* _PROMPT_
Copy the passage of the post on studying classical music that begins at the words "I’m amazed by" and stops after "THEN we’ll talk.)", switching "parents" to "guardians" everywhere it appears.

* _PAGE EXTRACT_
Paul Jim: engineer, ongoing trumpet student, and photography enthusiast!
I’m amazed by the overwhelming response to my asking this question: “If you studied classical music, did it positively affect your non-music career?” So many folks are still responding, wanting to sing the praises of music (see what I did there), not only in how music benefited them career-wise, but in other aspects of their lives. Most of us who studied music though, as kids, resented the practise time and argued with our parents. And that’s the catch: sometimes parents want to give up the fight and allow their kids to quit. Understandable, but I hope they encourage their children to hang in there: the ingrates (as my dad called us three) WILL thank you later. Everyone I know whose parents agreed to stop music lessons all wished they weren’t allowed to quit. (In my family, quitting was NOT an option; get your Associate of the Royal Conservatory of Music first – THEN we’ll talk.)

* _EXTRACTED RECORDS_
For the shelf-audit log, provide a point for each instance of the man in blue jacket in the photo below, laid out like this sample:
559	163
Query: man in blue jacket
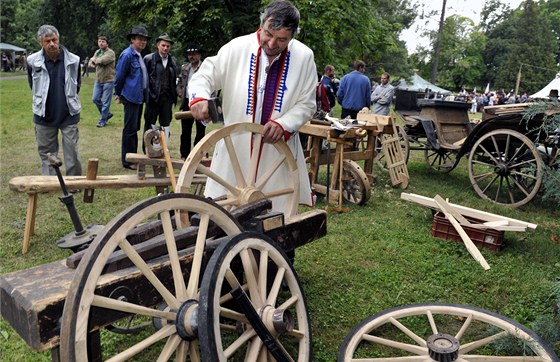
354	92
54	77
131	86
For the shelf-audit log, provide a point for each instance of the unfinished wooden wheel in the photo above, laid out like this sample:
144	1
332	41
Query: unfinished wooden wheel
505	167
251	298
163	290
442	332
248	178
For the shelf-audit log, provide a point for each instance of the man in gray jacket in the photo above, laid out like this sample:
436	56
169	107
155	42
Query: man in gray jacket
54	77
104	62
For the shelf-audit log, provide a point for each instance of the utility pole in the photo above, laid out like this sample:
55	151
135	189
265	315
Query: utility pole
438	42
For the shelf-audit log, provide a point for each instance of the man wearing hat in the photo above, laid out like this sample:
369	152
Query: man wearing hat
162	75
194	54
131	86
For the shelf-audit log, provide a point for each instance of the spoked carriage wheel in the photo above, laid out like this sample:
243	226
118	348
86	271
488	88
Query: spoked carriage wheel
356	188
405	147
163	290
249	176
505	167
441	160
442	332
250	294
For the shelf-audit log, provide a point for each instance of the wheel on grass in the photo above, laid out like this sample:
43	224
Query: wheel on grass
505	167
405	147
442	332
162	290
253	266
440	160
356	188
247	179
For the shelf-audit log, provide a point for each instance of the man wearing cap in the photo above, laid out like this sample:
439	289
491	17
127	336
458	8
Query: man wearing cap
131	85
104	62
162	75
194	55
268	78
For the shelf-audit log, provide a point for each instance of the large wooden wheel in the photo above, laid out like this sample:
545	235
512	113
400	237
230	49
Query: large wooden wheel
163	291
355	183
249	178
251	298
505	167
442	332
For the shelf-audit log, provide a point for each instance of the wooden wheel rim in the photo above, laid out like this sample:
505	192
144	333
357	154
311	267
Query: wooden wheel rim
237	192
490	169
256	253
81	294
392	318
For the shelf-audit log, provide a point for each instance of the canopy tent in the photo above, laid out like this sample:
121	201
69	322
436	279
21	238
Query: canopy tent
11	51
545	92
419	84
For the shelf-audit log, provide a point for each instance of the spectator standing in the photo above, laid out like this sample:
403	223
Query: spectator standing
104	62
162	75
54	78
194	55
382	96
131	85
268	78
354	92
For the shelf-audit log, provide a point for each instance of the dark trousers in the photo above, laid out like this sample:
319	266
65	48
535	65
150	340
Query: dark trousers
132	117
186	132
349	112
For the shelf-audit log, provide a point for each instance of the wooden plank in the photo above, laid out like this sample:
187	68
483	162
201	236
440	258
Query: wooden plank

==

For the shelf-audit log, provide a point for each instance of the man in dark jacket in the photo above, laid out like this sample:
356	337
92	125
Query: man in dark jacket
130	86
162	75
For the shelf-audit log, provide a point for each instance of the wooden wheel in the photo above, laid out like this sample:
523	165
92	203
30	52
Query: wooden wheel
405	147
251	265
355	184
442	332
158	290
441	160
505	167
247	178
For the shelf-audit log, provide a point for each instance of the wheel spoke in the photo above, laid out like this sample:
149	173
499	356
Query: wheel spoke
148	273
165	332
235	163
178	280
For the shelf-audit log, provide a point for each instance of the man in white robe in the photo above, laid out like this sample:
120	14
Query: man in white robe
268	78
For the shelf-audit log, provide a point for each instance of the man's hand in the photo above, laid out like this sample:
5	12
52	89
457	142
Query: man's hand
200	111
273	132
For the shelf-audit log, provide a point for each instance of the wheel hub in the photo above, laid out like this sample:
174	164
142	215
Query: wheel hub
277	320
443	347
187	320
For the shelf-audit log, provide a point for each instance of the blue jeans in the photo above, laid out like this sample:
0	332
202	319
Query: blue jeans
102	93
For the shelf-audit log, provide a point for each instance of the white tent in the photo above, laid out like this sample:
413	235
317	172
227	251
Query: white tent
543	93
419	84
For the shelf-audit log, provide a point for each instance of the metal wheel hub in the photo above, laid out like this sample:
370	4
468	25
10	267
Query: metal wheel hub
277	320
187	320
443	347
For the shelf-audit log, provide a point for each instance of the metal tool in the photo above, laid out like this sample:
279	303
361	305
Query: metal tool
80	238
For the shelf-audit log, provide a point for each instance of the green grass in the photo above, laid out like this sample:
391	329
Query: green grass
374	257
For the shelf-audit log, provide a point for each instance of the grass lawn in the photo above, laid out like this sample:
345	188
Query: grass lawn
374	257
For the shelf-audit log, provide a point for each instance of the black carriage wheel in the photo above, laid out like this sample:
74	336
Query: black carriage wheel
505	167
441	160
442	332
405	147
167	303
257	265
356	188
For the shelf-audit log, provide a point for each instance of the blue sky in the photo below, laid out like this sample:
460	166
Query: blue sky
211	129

* _SOLVED EXERCISE_
I’m amazed by the overwhelming response to my asking this question: “If you studied classical music, did it positively affect your non-music career?” So many folks are still responding, wanting to sing the praises of music (see what I did there), not only in how music benefited them career-wise, but in other aspects of their lives. Most of us who studied music though, as kids, resented the practise time and argued with our guardians. And that’s the catch: sometimes guardians want to give up the fight and allow their kids to quit. Understandable, but I hope they encourage their children to hang in there: the ingrates (as my dad called us three) WILL thank you later. Everyone I know whose guardians agreed to stop music lessons all wished they weren’t allowed to quit. (In my family, quitting was NOT an option; get your Associate of the Royal Conservatory of Music first – THEN we’ll talk.)